Reproduce the data from its start through the line containing "0, 51, 4, 61", changing "captured frame" to "rendered frame" and keeping everything else the same.

+++ Data records

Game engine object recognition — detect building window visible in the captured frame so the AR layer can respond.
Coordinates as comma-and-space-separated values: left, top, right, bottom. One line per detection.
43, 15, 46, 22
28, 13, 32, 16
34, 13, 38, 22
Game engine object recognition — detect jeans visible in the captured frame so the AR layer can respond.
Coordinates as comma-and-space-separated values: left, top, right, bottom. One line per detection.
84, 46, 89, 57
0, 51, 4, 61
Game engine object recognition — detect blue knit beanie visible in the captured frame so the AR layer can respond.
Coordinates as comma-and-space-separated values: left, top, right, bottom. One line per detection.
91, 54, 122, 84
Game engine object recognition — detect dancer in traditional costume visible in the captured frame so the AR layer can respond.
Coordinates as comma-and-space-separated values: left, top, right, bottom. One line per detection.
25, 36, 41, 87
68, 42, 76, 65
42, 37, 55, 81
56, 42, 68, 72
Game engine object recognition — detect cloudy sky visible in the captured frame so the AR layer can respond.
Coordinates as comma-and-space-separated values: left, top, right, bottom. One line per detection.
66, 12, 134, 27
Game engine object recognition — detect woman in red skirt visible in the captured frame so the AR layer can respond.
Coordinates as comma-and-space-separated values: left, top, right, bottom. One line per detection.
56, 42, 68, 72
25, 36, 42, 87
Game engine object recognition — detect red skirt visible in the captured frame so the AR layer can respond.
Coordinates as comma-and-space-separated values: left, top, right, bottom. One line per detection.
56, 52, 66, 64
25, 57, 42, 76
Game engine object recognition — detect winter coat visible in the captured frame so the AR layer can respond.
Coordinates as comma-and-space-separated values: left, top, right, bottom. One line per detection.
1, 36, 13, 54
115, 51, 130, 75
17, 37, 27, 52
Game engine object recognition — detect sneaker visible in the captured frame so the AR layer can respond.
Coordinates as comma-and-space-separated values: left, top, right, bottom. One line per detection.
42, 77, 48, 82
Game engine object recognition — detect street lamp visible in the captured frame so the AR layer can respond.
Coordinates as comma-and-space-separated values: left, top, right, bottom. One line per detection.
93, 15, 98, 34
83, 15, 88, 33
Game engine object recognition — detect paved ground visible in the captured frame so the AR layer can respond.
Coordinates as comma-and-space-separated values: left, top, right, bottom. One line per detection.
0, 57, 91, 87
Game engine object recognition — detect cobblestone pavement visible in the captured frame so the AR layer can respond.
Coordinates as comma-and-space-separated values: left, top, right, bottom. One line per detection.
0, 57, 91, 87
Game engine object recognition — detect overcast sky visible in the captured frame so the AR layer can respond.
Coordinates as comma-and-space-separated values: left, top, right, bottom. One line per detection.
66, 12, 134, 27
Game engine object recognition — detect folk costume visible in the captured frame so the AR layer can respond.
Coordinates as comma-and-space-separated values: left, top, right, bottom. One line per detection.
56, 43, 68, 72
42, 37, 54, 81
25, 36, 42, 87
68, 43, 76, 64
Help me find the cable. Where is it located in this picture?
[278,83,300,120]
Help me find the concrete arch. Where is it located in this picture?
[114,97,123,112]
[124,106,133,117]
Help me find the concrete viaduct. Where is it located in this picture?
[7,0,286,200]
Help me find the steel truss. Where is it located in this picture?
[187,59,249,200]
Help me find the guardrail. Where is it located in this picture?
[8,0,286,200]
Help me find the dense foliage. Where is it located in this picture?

++++++

▸ **Task solution**
Game engine object recognition — detect building window visible in the rendered frame so the AR layer can respond.
Coordinates as comma-and-space-separated values: left, top, right, bottom. One line per detection.
43, 15, 46, 22
28, 13, 32, 16
34, 13, 38, 22
Game engine object recognition — detect jeans visible in the rendered frame so the AR layer can respond.
Coordinates as comma-and-space-separated values: left, top, right, bottom. One line per detection.
84, 46, 89, 57
0, 51, 4, 61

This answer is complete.